>> Begin Extract provided

The Deputy Commissioner of Vs.       Asianet Satellite Communications
Income-tax,    Circle-1(1),          Ltd.,
Trivandrum                            2nd    floor,   Leela  infopark,
                                     Technopark Campus, Kazhakuttom,
                                     Trivandrum-695 581.
                                     [PAN:AAECA 5548E]
   (Revenue-Respondent)                 (Assessee-Respondent)

            Revenue by        Shri Mritunjaya Sharma, Sr. DR
            Assessee by       Shri Rajeev R., CA

               Date of hearing              02/03/2020
               Date of pronouncement        04/03/2020


                             ORDER


Per CHANDRA POOJARI, AM:

These two appeals filed by the assessee are directed against the different orders of the CIT(A) of even date 23/08/2019 for the assessment years 2007-08 and 2010-11.

I.T.A. Nos. 661&662/Coch/2019

2. The assessee has raised the following grounds of appeal in ITA No. 661/Coch/2019:

1. The Learned Commissioner of Income tax (Appeals),Trivandrum erred in concluding that "interest amount for the delayed payment of the pole rent payable by the assessee since 2002-03 is an allowable expense."
2. CIT(A) ought to have noticed that the interest on pole rent was demanded by KSEB due to non-payment of pole rent which had to be paid by appellant within prescribed lime limit.
3. The Ld.CIT(A) ought to have considered the difference between the liability of interest due and penal interest arose out of demand by a Competent authority.
4. CIT(A) ought to have noticed that the amount is penal in nature, as it is for the delayed payment of pole rent since 2002-03, and not compensatory.
5. For these and other grounds that may be advanced at the time of hearing the order of the learned Commissioner of Income-tax(Appeals), Thiruvananthapuram on the above points may be set aside and that of the Assessing Officer restored.
2.1 The assessee has raised the following grounds of appeal in ITA No.662/Coch/2019:
The Learned Commissioner of lncorne tax (Appeals), Trivandrum erred in concluding that "the depreciation on Modems is allowable at 60%." CIT(A) ought to have noticed that as per the rate chart under Rule 5 of Income tax Rules, the rate of depreciation at 60% is allowable for computers including computer software. "Computer software" is defined in the ''Rule as "any computer programme recorded on any disc, tape, perforated media or other information storage device''- Ld CIT(A| ought to have noticed that "modem" cannot be considered under this definition but it is only "a device that modulates an analog carrier signal to encode digital information, and also demodulates such a carrier signal to decode the transmitted information The order on which Ld CIT(A) relied upon does not discuss the issue of depreciation of modems in detail, but passed the 'order simply considering the decision held 2 I.T.A. Nos. 661&662/Coch/2019 in ITA No.1241/Hyd/2010, for other peripherals which are not at all similar to "modems".
For these and other grounds that may be advanced at the time of hearing the order of the learned Commissioner of Income-tax (Appeals), Thiruvananthapuram on the above points may be set aside and that of the Assessing Officer restored.

>> End Extract provided
>> Begin Provided data

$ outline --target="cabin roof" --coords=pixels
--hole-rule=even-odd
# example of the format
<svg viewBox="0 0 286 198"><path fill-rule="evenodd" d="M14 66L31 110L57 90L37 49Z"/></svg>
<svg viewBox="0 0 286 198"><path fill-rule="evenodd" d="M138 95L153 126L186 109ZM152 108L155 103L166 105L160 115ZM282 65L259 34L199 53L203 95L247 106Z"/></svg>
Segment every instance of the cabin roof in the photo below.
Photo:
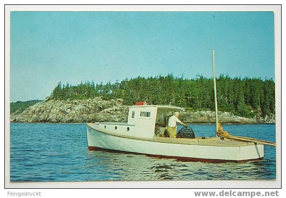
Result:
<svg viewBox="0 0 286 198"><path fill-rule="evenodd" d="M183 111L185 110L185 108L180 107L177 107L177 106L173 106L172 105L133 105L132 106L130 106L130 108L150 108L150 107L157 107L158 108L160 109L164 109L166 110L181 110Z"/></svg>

>> End Provided data

__Exercises to complete__
1. According to the tribunal order, at what rate did the CIT(A) conclude that depreciation on modems is allowable?
2. Rewrite the records from their first line up to and including the line containing "66L31 110L57 90L37", with "cabin roof" replaced by "barn roof" and nothing else changed.
The records are unrelated to the tribunal order.

__Solutions per task__
1. 60%

2.
$ outline --target="barn roof" --coords=pixels
--hole-rule=even-odd
# example of the format
<svg viewBox="0 0 286 198"><path fill-rule="evenodd" d="M14 66L31 110L57 90L37 49Z"/></svg>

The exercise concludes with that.